* Written exercise:
How many lines of the records below contain the word "yellow"? Reply with the number alone.

(Photo object pointing records)
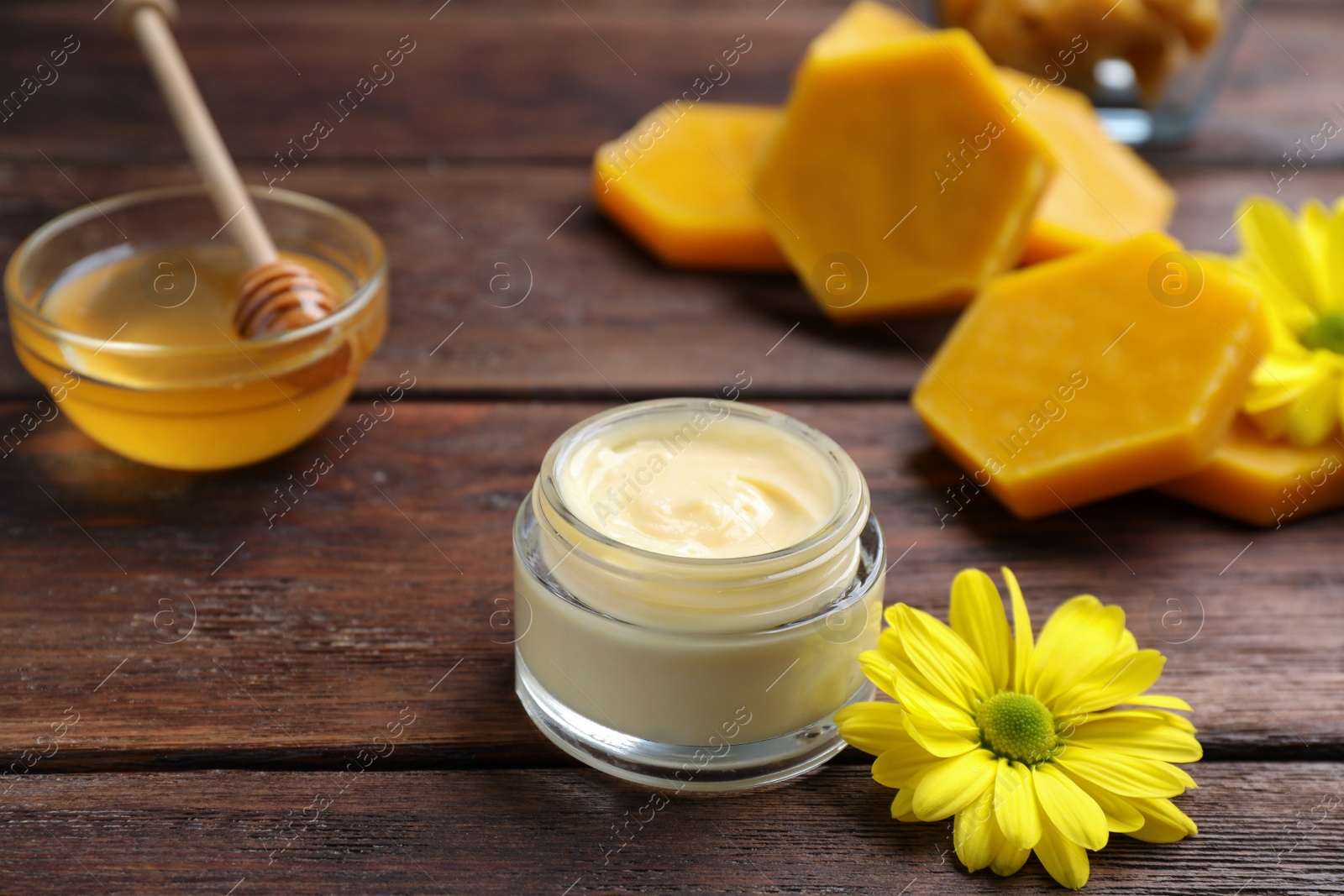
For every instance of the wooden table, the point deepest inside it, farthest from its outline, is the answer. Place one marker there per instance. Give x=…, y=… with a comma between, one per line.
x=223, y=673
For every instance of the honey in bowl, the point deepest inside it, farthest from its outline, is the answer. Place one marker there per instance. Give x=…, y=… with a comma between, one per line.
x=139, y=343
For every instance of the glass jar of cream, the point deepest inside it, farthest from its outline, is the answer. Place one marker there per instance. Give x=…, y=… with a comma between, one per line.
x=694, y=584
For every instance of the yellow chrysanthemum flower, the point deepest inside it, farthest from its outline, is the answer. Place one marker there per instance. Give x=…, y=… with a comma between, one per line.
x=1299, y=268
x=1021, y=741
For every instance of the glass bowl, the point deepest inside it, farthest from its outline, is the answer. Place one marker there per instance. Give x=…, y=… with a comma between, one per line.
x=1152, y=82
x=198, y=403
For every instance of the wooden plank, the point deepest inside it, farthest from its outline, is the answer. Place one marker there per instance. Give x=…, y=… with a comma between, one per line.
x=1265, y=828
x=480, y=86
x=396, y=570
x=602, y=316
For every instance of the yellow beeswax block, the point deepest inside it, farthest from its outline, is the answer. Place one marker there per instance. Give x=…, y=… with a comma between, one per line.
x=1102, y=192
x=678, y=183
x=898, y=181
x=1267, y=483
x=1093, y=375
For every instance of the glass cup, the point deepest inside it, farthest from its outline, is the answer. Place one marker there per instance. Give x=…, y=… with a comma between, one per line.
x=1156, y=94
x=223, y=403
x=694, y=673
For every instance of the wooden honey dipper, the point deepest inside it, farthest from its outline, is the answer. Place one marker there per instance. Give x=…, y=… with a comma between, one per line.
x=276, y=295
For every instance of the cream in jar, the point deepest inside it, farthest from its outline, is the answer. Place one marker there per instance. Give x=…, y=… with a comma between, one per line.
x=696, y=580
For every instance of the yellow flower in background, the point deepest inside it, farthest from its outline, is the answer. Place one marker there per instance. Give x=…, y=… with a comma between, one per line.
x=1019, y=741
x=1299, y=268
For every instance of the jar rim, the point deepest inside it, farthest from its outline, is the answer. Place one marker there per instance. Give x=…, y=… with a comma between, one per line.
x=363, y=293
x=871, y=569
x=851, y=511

* * *

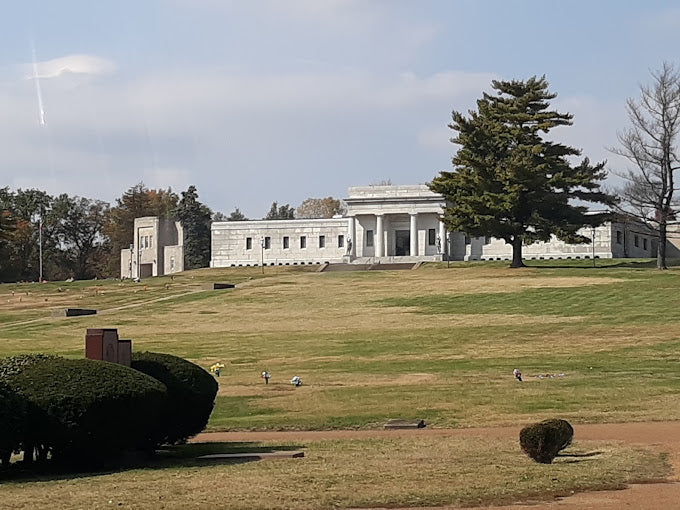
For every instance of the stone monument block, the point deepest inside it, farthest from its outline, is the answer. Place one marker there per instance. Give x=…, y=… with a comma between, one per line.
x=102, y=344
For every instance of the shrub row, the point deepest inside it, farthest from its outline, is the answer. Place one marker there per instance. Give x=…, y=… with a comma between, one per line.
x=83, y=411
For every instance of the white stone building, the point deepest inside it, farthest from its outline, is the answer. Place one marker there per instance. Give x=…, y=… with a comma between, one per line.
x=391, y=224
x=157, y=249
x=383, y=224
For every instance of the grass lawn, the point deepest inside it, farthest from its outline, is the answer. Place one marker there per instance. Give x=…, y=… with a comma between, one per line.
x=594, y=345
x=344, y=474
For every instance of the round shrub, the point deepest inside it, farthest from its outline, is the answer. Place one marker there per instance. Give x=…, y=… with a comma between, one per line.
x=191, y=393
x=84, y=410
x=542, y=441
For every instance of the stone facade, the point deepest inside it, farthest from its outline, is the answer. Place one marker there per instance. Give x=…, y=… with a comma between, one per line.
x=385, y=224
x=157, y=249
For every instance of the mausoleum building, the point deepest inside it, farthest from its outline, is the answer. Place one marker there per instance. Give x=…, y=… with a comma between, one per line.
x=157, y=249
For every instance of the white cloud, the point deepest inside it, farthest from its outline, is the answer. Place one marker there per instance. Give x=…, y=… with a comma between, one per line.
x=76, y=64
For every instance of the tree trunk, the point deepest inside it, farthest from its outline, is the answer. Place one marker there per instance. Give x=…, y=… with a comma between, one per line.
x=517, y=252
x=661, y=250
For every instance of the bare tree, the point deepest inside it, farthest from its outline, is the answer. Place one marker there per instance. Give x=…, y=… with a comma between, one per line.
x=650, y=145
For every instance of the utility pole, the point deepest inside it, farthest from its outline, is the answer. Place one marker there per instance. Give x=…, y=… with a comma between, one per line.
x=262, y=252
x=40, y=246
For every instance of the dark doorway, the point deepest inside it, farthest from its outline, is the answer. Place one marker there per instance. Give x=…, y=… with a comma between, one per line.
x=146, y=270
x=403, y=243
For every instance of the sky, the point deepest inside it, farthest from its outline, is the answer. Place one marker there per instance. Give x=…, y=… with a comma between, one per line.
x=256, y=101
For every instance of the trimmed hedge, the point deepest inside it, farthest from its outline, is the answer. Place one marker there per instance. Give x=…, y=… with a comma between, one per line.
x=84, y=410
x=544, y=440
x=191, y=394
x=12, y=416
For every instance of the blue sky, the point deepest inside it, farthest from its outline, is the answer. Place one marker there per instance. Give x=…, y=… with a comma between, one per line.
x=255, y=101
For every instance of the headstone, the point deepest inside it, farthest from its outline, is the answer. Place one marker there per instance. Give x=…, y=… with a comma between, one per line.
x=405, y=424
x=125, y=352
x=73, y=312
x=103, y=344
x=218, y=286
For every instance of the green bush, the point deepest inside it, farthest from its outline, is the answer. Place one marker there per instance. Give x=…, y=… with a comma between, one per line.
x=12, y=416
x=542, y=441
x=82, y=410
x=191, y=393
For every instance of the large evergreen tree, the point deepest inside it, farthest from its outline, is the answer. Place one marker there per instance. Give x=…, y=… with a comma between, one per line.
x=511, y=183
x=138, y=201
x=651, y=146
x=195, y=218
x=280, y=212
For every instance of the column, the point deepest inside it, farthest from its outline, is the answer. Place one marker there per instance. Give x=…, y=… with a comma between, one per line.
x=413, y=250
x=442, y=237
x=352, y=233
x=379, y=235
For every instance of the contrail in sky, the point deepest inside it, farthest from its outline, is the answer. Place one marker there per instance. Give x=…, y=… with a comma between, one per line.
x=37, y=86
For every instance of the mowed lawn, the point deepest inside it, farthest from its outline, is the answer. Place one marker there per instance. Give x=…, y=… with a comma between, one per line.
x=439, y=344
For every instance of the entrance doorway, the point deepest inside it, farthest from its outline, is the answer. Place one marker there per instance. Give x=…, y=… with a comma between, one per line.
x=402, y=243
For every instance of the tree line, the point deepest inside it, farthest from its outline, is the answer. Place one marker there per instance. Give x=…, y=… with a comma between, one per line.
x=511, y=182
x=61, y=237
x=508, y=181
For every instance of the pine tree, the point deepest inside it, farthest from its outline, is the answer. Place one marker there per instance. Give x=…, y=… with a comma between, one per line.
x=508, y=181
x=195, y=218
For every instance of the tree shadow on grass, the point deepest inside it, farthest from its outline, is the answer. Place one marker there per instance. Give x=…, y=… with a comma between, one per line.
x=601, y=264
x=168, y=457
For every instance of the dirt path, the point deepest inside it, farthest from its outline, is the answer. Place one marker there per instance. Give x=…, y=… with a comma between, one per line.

* Exercise result:
3